Copy the listing from its first line through the line containing "positive clicks: (27, 116) (106, 112)", changing "prompts" to "cues" and keeping everything else the same.

=======

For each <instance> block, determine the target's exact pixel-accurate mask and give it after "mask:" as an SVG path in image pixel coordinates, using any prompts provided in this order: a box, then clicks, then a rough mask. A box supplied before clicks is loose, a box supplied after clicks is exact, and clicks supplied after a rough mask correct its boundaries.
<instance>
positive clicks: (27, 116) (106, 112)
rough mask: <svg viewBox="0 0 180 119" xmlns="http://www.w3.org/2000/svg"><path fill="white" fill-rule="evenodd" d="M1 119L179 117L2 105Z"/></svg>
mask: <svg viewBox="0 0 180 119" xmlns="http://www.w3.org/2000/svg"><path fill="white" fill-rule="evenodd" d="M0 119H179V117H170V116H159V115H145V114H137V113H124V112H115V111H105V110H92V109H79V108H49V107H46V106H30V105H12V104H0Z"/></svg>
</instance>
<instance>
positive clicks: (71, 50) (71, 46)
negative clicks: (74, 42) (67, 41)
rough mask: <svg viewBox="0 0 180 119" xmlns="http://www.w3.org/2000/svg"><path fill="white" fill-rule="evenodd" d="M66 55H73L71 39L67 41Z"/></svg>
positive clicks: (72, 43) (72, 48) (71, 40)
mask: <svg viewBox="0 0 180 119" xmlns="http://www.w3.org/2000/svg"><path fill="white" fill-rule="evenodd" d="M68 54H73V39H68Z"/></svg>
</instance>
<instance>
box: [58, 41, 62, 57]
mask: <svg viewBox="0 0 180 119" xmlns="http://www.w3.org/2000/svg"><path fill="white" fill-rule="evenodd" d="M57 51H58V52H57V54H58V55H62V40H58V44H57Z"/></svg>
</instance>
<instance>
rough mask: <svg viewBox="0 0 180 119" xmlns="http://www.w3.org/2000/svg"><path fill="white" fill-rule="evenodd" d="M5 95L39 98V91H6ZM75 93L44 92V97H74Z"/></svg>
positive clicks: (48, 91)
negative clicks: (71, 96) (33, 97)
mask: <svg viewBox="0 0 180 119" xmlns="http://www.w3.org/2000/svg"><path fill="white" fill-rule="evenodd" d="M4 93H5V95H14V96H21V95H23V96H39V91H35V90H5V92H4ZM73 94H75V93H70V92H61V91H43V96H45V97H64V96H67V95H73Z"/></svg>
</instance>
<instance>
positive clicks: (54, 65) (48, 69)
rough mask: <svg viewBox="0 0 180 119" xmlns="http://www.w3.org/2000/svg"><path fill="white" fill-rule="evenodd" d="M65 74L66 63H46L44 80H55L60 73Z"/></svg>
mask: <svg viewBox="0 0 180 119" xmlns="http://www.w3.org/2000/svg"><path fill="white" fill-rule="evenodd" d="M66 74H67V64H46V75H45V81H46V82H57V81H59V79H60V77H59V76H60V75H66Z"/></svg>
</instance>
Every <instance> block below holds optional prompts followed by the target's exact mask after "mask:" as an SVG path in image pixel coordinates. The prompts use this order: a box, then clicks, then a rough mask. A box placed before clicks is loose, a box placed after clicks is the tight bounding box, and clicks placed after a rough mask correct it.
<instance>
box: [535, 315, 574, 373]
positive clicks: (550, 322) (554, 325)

=======

• [Task solution]:
For each <instance> block, determine the target's exact pixel-accurate mask and give it after "mask:" as an SVG path in image pixel coordinates, using any cues provided in this order: a box, then clicks, then a rough mask. A box supplied before clicks is loose, a box supplied after clicks is exact, and clicks supplied after a rough mask correct its boundaries.
<instance>
positive clicks: (27, 116) (106, 112)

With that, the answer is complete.